---------- SOURCE DOCUMENT

Who did he expect to find? A lover? a father – a mother? Certainly someone to whom he had given his word and had kept faith.
Was the house empty because all were dead or had his love been given to another?
Never the least stir made the listeners,
Though every word he spake
Fell echoing through the shadowiness of the still house
From the one man left awake:
Ay, they heard his foot upon the stirrup,
And the sound of iron on stone,
And how the silence surged softly backward,
When the plunging hoofs were gone.
I realised that the only way I would ever find out about the Traveller and the phantom listeners was to learn more about poetry.
Certainly in my brief sojourn at the grammar school I learned more about literature, including Shakespeare and poetry, than I had learning to repeat the lines by rote.
As well as the books in the household as I grew up I also added my own choices and one of the first poetry books I bought was The Mersey Poets, Penguin collection of works by Roger McGough, Brian Patten and Adrian Henri.
Oddly enough a few years later I met them when I reviewed their evening of poetry at the Basildon Arts Centre.
That was a night to remember.
In fact it was one of many nights to remember because the Arts Centre did not only provide a stage for local amateur groups but also for musicians, poets and actors of renown.

--------------------
---------- RECORDED INFORMATION

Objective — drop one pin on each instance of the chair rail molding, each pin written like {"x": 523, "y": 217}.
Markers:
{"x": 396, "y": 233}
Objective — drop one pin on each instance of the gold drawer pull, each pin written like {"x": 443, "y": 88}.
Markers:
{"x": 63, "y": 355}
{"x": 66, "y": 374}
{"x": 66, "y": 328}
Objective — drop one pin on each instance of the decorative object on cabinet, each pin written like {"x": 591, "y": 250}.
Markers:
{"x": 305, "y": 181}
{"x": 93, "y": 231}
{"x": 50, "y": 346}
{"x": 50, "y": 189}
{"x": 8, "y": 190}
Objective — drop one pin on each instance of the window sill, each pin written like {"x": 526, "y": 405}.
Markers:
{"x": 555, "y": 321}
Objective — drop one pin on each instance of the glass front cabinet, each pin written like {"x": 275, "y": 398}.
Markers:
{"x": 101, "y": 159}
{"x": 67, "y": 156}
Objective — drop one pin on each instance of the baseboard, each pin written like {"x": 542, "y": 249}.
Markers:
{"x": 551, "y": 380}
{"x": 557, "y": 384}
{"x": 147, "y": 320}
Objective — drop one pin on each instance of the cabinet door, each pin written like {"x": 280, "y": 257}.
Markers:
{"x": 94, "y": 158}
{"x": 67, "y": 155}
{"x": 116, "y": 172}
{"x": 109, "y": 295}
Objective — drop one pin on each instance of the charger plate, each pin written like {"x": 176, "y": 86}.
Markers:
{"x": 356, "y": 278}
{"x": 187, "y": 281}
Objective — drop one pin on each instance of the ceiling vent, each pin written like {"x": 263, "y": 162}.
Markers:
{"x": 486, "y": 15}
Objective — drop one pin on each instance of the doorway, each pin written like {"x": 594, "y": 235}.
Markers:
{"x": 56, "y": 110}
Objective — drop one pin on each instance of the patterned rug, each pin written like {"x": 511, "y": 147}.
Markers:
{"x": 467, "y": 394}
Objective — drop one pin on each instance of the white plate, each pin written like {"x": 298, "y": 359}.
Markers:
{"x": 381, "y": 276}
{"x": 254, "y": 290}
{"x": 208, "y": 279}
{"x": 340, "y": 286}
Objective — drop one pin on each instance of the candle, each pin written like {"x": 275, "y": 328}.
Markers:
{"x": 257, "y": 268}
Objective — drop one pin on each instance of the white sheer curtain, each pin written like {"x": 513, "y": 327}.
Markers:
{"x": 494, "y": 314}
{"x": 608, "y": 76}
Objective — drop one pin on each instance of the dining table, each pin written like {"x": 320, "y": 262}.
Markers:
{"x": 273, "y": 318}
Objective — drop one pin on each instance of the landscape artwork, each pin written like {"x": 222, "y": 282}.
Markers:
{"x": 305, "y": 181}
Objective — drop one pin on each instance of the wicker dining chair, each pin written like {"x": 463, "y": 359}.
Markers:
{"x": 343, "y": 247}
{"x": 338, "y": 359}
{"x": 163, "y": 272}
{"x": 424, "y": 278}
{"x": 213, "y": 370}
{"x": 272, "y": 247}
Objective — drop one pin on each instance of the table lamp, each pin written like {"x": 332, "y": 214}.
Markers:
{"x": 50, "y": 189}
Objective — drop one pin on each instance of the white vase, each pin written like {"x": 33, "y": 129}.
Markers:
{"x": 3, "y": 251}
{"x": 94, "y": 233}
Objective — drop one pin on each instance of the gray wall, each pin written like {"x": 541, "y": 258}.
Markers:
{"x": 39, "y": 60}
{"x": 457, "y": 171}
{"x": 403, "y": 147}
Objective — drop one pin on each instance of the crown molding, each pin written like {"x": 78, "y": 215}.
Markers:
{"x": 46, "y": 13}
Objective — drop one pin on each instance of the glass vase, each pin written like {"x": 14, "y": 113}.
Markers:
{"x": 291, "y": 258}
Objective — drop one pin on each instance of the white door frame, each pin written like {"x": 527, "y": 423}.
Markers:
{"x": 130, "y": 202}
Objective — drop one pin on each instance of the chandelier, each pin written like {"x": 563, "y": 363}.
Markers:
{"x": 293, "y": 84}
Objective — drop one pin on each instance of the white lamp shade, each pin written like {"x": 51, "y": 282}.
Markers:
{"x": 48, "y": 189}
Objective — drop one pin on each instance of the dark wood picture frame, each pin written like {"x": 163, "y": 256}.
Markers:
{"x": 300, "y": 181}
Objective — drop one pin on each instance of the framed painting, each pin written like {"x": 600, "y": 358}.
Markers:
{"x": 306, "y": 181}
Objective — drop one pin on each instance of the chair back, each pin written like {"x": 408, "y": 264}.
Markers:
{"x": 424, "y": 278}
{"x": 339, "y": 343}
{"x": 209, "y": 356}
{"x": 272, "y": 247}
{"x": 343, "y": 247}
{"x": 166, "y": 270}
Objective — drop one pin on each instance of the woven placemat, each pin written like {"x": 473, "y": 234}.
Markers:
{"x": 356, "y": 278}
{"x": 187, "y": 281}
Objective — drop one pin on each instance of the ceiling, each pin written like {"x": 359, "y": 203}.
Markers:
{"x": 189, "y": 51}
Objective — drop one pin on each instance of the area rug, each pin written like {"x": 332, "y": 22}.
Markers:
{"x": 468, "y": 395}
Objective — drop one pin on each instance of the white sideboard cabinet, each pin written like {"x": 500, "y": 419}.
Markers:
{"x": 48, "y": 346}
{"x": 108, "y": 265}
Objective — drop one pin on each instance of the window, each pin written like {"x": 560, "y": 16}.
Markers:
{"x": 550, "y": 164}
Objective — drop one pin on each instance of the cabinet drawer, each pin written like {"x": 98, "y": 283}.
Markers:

--------------------

JOB 1 ▸ In the text about poetry, where did the writer review an evening of poetry by the Mersey poets?
JOB 2 ▸ Return the stretch of the text about poetry from "As well as the" through "night to remember.".
The records are separate material and have no connection to the text about poetry.

WRITTEN REPLY 1 ▸ At the Basildon Arts Centre.

WRITTEN REPLY 2 ▸
As well as the books in the household as I grew up I also added my own choices and one of the first poetry books I bought was The Mersey Poets, Penguin collection of works by Roger McGough, Brian Patten and Adrian Henri.
Oddly enough a few years later I met them when I reviewed their evening of poetry at the Basildon Arts Centre.
That was a night to remember.